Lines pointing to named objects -
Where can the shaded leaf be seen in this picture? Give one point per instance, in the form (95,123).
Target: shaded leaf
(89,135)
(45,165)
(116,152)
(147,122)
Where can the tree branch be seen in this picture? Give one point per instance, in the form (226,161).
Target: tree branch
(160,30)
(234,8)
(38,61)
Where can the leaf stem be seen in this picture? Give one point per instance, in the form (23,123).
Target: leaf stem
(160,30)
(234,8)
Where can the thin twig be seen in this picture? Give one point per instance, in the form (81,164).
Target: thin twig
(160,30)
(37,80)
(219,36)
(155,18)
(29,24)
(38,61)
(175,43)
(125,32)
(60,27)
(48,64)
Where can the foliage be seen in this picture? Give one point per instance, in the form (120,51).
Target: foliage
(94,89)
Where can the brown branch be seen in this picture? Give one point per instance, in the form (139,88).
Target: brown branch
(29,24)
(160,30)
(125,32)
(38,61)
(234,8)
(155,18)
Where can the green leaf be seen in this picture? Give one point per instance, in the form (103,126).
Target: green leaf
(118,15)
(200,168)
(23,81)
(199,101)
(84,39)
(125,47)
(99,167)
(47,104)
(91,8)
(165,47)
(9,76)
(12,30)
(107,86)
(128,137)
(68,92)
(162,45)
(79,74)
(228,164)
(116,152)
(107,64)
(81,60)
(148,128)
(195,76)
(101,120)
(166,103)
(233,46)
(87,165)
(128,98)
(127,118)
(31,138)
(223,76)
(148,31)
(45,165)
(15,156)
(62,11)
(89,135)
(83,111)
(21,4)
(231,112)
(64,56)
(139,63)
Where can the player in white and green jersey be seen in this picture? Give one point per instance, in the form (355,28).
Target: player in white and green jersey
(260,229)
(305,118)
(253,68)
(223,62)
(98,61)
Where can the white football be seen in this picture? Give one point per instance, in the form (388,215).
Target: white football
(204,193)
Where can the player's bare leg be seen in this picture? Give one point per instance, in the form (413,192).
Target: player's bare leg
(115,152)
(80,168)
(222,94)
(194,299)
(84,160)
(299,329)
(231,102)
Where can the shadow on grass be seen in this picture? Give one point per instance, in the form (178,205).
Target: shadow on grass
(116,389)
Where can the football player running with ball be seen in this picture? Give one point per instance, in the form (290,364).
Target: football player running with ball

What the exercise asks -
Transfer the stretch of lines from the one containing "Where can the shadow" through the last line, requests included. Lower every coordinate in the answers by 77.

In response -
Where can the shadow on grass be seen in this picture? Give one point per instance, in the form (178,205).
Target: shadow on grass
(39,312)
Where can the football player running with ball be seen in this picture? Give one point per instance, in the form (290,364).
Target: football player running with ball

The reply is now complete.